→ **BRIEF**
Transcribe every line of the records below without changing a word, and leave out the pictures.

→ **PROVIDED MATERIAL**
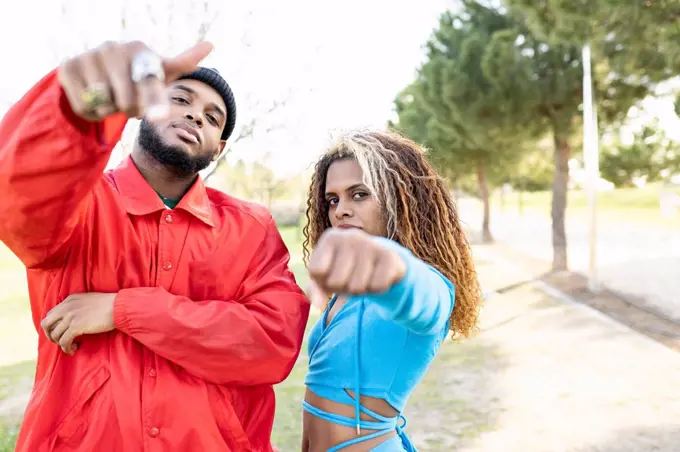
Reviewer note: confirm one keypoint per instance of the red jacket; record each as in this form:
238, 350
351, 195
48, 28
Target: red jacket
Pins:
207, 316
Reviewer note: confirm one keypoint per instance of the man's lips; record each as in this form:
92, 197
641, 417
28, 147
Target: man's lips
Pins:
188, 133
348, 226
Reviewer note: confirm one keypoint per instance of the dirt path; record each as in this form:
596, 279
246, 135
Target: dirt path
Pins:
547, 375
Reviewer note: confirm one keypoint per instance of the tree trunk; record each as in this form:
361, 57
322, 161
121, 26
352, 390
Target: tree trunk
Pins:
484, 194
559, 200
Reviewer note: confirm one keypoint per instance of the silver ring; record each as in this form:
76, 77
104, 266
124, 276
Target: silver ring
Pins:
146, 64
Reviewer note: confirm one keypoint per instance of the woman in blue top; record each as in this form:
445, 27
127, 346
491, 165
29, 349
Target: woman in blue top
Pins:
383, 235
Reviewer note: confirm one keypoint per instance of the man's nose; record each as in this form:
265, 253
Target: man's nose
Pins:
196, 118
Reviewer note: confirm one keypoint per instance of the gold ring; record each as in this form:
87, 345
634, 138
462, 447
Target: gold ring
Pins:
96, 96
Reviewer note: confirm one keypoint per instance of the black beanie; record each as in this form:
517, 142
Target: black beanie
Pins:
213, 79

→ **EXERCISE ANSWER**
Reviewer note: confirm one keypoint per instance of the red jacket; record each as in this form:
238, 350
351, 195
48, 28
Target: red jacket
Pins:
207, 316
Reviewer note: confirm one keypoint per instance of the man's lips; record each as in this form:
92, 197
641, 417
28, 147
Target: man's lips
Pins:
188, 133
348, 226
Reviewer note: confirm one keypoint per instance of the dirt path; record each as in this form:
596, 279
246, 135
Target: dirt path
Pins:
547, 375
Reviewer note: confirm one keypoint per instance of the tree trunk; record each as in this form:
361, 57
322, 161
121, 26
352, 390
Target: tree trunk
Pins:
484, 194
559, 200
Reviewer note: confirm one keypoint per instance of the silver ring; record each as in this form:
76, 77
104, 266
124, 276
Target: silver ring
Pins:
146, 64
Reviewer note: confirm one keypoint per instance of the woman in blue top; record each as in this form:
445, 27
127, 346
491, 165
29, 349
Target: woman in blue top
Pins:
383, 235
Reviewer note: confirm one keypoint per instance of the man's nose; record each as in this form:
265, 253
Target: man's nose
Pins:
196, 118
Reviewer note: confirm one keypoint per instance of the gold ring; record each as in this form:
87, 345
634, 138
462, 447
Target: gold ring
Pins:
96, 96
Reviewer note: confirm one keypoint per instance of the black beanie; record each as in this form:
517, 142
Target: black beanie
Pins:
213, 79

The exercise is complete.